_GIVEN REQUEST_
Every line of the data must be copied exactly.

_INFORMATION PROVIDED_
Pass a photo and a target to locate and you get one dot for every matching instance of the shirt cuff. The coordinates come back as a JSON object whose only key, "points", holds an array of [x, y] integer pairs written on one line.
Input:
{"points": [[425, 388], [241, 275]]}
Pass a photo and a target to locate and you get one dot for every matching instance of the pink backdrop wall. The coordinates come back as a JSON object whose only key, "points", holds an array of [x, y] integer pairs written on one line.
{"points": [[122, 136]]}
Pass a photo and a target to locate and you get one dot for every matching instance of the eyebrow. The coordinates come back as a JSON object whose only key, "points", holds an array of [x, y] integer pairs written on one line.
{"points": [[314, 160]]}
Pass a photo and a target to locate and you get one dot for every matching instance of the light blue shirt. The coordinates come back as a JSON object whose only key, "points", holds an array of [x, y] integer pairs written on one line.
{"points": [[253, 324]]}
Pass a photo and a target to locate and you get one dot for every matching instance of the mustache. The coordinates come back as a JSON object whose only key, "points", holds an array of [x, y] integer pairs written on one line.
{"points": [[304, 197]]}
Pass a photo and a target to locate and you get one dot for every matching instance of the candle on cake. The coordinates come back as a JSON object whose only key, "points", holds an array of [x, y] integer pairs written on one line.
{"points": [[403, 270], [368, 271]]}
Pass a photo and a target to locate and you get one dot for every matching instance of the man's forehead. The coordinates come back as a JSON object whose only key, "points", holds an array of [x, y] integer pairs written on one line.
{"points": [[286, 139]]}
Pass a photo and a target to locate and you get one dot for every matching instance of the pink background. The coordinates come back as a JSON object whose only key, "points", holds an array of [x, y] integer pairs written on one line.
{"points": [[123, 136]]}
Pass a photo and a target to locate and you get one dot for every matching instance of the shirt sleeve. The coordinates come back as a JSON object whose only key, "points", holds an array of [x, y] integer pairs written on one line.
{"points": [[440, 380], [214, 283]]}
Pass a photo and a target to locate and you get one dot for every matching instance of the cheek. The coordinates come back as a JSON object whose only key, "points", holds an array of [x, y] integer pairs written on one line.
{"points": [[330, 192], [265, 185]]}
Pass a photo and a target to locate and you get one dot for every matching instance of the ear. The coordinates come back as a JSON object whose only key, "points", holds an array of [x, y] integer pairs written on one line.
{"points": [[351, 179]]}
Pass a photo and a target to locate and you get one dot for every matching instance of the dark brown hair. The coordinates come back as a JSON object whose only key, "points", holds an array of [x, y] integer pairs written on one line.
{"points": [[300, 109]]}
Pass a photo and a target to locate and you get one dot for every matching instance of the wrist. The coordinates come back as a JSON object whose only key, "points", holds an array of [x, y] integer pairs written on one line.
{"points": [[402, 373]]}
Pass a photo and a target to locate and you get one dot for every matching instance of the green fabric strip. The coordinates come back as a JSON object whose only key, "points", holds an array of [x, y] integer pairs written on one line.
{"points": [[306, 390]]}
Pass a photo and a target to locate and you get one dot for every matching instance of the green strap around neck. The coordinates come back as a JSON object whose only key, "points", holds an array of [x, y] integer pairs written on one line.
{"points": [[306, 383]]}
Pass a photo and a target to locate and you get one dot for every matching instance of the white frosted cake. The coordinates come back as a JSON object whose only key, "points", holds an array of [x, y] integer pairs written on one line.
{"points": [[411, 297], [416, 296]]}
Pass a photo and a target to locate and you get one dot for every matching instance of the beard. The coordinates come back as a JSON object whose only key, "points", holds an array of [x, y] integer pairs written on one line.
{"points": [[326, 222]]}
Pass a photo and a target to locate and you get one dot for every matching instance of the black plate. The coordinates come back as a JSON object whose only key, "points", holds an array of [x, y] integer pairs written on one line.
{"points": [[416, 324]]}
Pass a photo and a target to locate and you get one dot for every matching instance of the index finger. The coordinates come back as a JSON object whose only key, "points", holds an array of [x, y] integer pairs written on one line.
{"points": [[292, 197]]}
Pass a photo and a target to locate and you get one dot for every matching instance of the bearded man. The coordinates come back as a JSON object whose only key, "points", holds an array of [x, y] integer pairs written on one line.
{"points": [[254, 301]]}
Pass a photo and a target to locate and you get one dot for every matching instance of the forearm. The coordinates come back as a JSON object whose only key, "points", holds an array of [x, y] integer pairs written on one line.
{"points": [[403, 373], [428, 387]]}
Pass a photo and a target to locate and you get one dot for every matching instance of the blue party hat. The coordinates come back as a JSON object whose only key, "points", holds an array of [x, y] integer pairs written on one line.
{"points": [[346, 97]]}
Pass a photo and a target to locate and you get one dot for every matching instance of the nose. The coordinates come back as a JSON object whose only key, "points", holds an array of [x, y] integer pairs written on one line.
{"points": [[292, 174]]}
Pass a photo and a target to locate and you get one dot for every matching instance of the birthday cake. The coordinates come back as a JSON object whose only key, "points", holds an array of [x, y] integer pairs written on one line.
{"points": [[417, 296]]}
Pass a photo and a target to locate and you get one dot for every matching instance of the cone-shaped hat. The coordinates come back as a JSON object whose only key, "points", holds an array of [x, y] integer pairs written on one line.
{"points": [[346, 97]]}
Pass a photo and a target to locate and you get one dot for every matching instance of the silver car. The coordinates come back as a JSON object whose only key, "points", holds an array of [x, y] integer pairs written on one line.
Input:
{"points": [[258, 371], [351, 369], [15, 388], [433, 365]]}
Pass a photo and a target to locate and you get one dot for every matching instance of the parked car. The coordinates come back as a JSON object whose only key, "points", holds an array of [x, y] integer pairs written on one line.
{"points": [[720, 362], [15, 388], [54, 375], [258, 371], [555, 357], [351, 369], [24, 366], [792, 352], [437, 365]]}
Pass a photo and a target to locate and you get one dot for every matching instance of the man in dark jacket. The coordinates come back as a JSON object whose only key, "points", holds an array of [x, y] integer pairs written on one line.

_RESPONSE BELOW_
Pass a photo and a target to locate and you get one dot for every matching instance of the shirt cuff. The coordinates come back as a JSON object whose only key, "points", holds an array of [x, y] integer pairs written on one line.
Input:
{"points": [[425, 388], [241, 275]]}
Pass a photo and a target to locate and you get one dot for every matching instance of the pink backdrop wall. The coordinates come back as a JSON object whose only key, "points", holds an array of [x, y] integer pairs written on one line.
{"points": [[122, 136]]}
Pass a photo and a target to locate and you get one dot for every matching instance of the eyebrow. The coordinates come back as a JSON object whose only key, "points", holds an array of [x, y] integer pairs written on one line.
{"points": [[314, 160]]}
Pass a photo and a target to locate and you get one dot for every matching instance of the light blue shirt. The coordinates come back as a JSON object whose only key, "points", holds an array of [x, y] integer pairs written on one line.
{"points": [[253, 324]]}
Pass a photo and a target to locate and you get one dot for every matching instance of the mustache. The coordinates come back as a JSON object whose only key, "points", holds an array of [x, y] integer pairs written on one line.
{"points": [[304, 197]]}
Pass a photo and a target to locate and you get one dot for every matching instance of the candle on cake. The coordinates come back as a JSON object whose only key, "points", holds an array of [x, y] integer pairs written on one line.
{"points": [[403, 270], [368, 271]]}
Pass a photo and a target to locate and you get one dot for every matching instance of the man's forehead. The coordinates come back as a JSON object whose only key, "points", holds an array of [x, y] integer pairs written on one line.
{"points": [[286, 139]]}
Pass a photo and a target to locate and you get one dot for every matching instance of the pink background. The coordinates come back as a JSON object whose only key, "points", holds an array of [x, y] integer pairs written on one line.
{"points": [[123, 136]]}
Pass a photo and a target to locate and you get one dot for every matching instance of the shirt sleeve. The coordinates come back as a JSON object whose only key, "points", holds an array of [x, y] integer pairs written on one line.
{"points": [[440, 380], [214, 283]]}
Pass a photo and a target to locate and you get one dot for every matching instance of the cheek. The coordinates come back as a JSON object whose only key, "points", holds an array of [x, y] integer pairs written on one line.
{"points": [[330, 192], [265, 185]]}
Pass a photo and a target to locate and you get one dot for every matching instance of the ear. The coordinates come back as a JSON object whose only key, "points", holds an array of [x, y] integer pairs written on one line.
{"points": [[351, 179]]}
Pass a photo and a target to locate and you get one dot for every matching instance of the dark brown hair. The coordinates come back as a JSON object whose only key, "points", holds an array of [x, y] integer pairs written on one line.
{"points": [[300, 109]]}
Pass a photo and a target to locate and you get one dot for every matching instance of the wrist. The coordinates come back as a JSON object whose only key, "points", holds an array of [x, y] integer pairs written on one line.
{"points": [[402, 373]]}
Pass a photo and a target to locate and you get one dot for every matching instance of the green fabric strip. The coordinates come back as a JSON object whose only key, "points", holds an array of [x, y] integer pairs written on one line.
{"points": [[306, 390]]}
Pass a photo and a target to locate and you get one dot for every matching instance of the green strap around neck. The coordinates come back as a JSON object whose only key, "points", holds an array of [x, y] integer pairs written on one line.
{"points": [[306, 383]]}
Pass a photo and a target to locate and you get one dot for every matching instance of the white frosted cake. The coordinates come back as a JSON object whose only key, "points", holds an array of [x, y] integer pairs written on one line.
{"points": [[411, 297], [416, 296]]}
Pass a photo and a target to locate and you get one dot for every matching instance of the beard. The coordinates come back as a JSON object whose only key, "points", holds an array of [x, y] integer pairs written on one line.
{"points": [[326, 222]]}
Pass a photo and a target to locate and you get one dot for every matching instance of the black plate. The coordinates come back as a JSON object whose only key, "points", holds an array of [x, y] integer pairs written on one line.
{"points": [[416, 324]]}
Pass a photo and a target to locate and you get one dot for every matching instance of the index finger. The coordinates come back as a JSON object whose only key, "points", holds an array of [x, y] integer pairs written on one line.
{"points": [[292, 197]]}
Pass a photo and a target to locate and you get one dot for every matching instance of the bearded man. The coordinates come back as a JSON object whose only key, "points", holds an array of [x, y] integer pairs written on one line.
{"points": [[254, 301]]}
Pass a photo and a target to locate and you get one dot for every matching instance of the forearm. The coordinates come back as a JSON object whose only key, "points", holds an array of [x, y] integer pairs written on one line.
{"points": [[403, 373], [428, 387]]}
Pass a photo and a target to locate and you get one dot for every matching instance of the blue party hat. The coordinates come back as a JSON object whose only key, "points", holds an array of [x, y] integer pairs written on one line.
{"points": [[346, 97]]}
Pass a photo and a target to locate and you get one dot for every matching instance of the nose. The coordinates come back as a JSON object whose only key, "points", holds an array of [x, y] integer pairs written on one line.
{"points": [[292, 174]]}
Pass a photo and a target to locate and you get one dot for every matching instance of the birthday cake. The coordinates come back as a JSON object whose only key, "points", holds an array of [x, y] integer pairs written on one line.
{"points": [[417, 296]]}
Pass a photo and a target to locate and you get one dot for every matching instance of the cone-shaped hat. The coordinates come back as a JSON object whose only key, "points", holds an array of [x, y] integer pairs written on one line.
{"points": [[346, 97]]}
Pass a photo and a target to locate and you get one dot for every matching instance of the silver car. The coordinates come back as a JSON object whose only key, "points", holds an array of [x, y] integer pairs written on one line.
Input:
{"points": [[258, 371], [351, 369], [15, 388], [433, 365]]}
Pass a photo and a target to locate and you get one dot for every matching instance of the parked car. The coordinates come back as a JSON object whose only key, "points", holds an array of [x, y] integer pairs written on one line.
{"points": [[720, 362], [15, 388], [54, 375], [258, 371], [555, 357], [351, 369], [24, 366], [792, 352], [437, 365]]}
Pass a photo and a target to locate and you get one dot for every matching instance of the man in dark jacket. The coordinates come back as a JSON object whose only key, "points", holds an array of [x, y] integer pairs written on one line.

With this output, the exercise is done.